- [課題 A] 下の記録すべてで「positive clicks」を「foreground clicks」に置き換え、ほかは一切変えずに書き直してください。画像は解答に含めないでください。

- [本文]
==*==

そして元気シニア輩出のためにはその基盤となる企業が元気であることが何より大切だと考え、従業員がはつらつと働ける会社を作っていくために、労働関係の相談、就業規則や賃金退職金制度の構築、助成金の申請など、企業がますます繁栄するお手伝いをさせていただいています。
遺族基礎年金は誰がもらえるのでしょうか
遺族基礎年金をもらえる人の例として、妻(母親)と子の場合を考えます。確かに平成26年4月1日より前はそのとおりでした、しかし、平成26年4月1日以降は、子のある夫(父親)ももらえるようになりました。
正確にいうと、子のある妻(夫)が遺族基礎年金をもらうことができるのですが、子のない妻(夫)はもらえません。子だけの場合ももらえますが、親が支給を受けているときは、支給停止となっています。
亡くなった夫(妻)が支給要件を満たしていると、次のようになります。
・亡くなった夫(妻)と生活をともにしていた子のある妻(夫)
ここでいう子とは18歳の誕生日以降最初の3月31日までの子か障害等級1級・2級の20歳未満の子のことです。
・18歳の誕生日以降最初の3月31日までの子
・障害等級1級・2級の20歳未満の子
子と生計をともにしていない場合や妻(夫)の年間の収入が850万円を超えている場合はもらえませんので注意が必要です(年間の収入が850万円とは、所得でいうと655.5万円となります)。また、保険料納付要件も満たしていないと遺族年金はもらえません。

==*==

- [データセット]
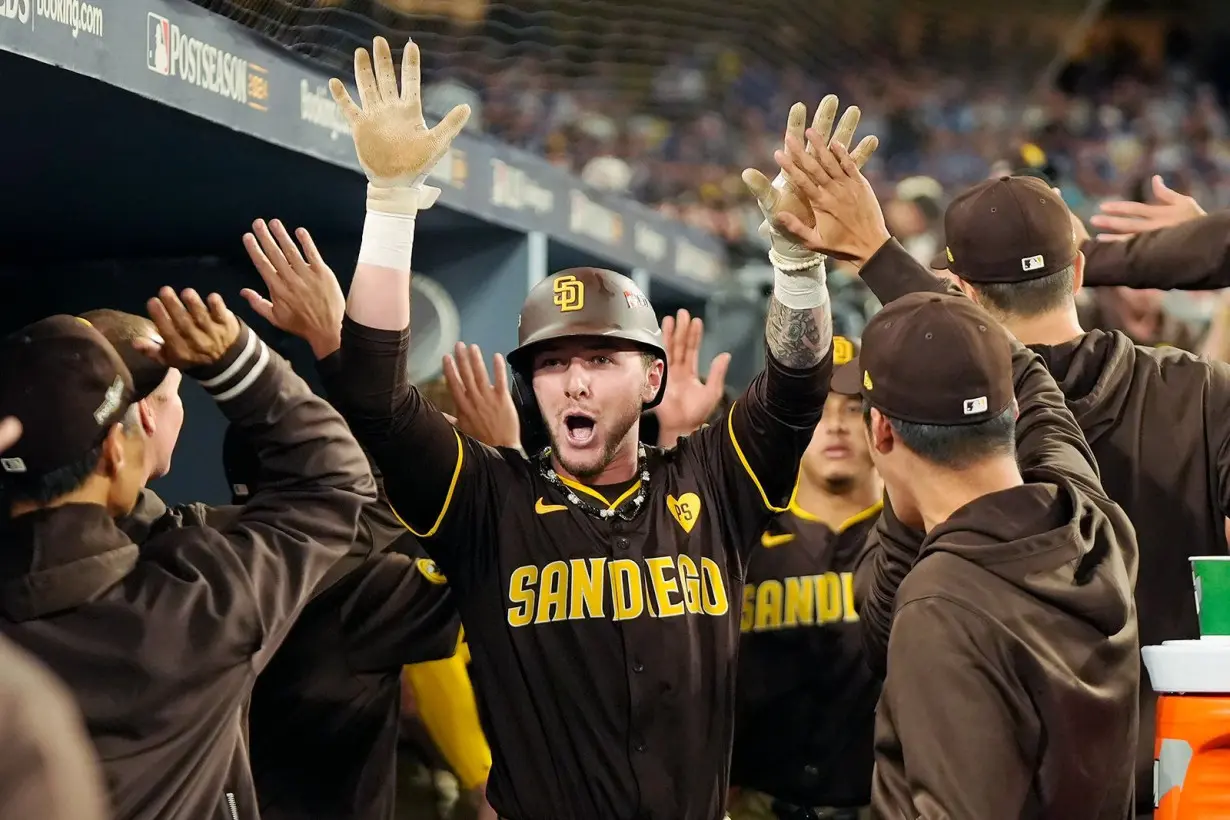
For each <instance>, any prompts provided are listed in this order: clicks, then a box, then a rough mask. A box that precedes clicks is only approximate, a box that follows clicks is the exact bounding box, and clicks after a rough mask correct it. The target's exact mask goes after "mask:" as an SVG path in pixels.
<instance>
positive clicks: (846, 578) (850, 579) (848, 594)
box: [841, 573, 859, 623]
mask: <svg viewBox="0 0 1230 820" xmlns="http://www.w3.org/2000/svg"><path fill="white" fill-rule="evenodd" d="M841 600H843V605H844V609H845V618H844V620H845V621H846V622H847V623H854V622H855V621H857V620H859V606H857V605H856V604H855V600H854V573H841Z"/></svg>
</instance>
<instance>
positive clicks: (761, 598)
mask: <svg viewBox="0 0 1230 820" xmlns="http://www.w3.org/2000/svg"><path fill="white" fill-rule="evenodd" d="M779 627H781V581H780V580H765V581H760V585H759V586H756V626H755V631H756V632H760V631H763V629H776V628H779Z"/></svg>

==*==

- [課題 B]
上の遺族基礎年金についての本文に照らして、次の(i)〜(iii)がそれぞれ本文と合っているかを「はい」か「いいえ」で答え、決め手となる本文の語句を正確に引用してください。
(i) 平成26年4月1日以降は、子のある夫も遺族基礎年金をもらえる。
(ii) 子のない妻も遺族基礎年金をもらえる。
(iii) 妻の年間の収入が850万円を超えていても遺族基礎年金をもらえる。

- [解答 A]
For each <instance>, any prompts provided are listed in this order: clicks, then a box, then a rough mask. A box that precedes clicks is only approximate, a box that follows clicks is the exact bounding box, and clicks after a rough mask correct it. The target's exact mask goes after "mask:" as an SVG path in pixels.
<instance>
foreground clicks: (846, 578) (850, 579) (848, 594)
box: [841, 573, 859, 623]
mask: <svg viewBox="0 0 1230 820" xmlns="http://www.w3.org/2000/svg"><path fill="white" fill-rule="evenodd" d="M841 600H843V605H844V609H845V618H844V620H845V621H846V622H847V623H854V622H855V621H857V620H859V606H857V605H856V604H855V600H854V573H841Z"/></svg>
</instance>
<instance>
foreground clicks: (761, 598)
mask: <svg viewBox="0 0 1230 820" xmlns="http://www.w3.org/2000/svg"><path fill="white" fill-rule="evenodd" d="M779 627H781V581H780V580H765V581H760V585H759V586H756V626H755V631H756V632H760V631H763V629H776V628H779Z"/></svg>

- [解答 B]
(i) はい。「平成26年4月1日以降は、子のある夫(父親)ももらえるようになりました」
(ii) いいえ。「子のない妻(夫)はもらえません」
(iii) いいえ。「妻(夫)の年間の収入が850万円を超えている場合はもらえません」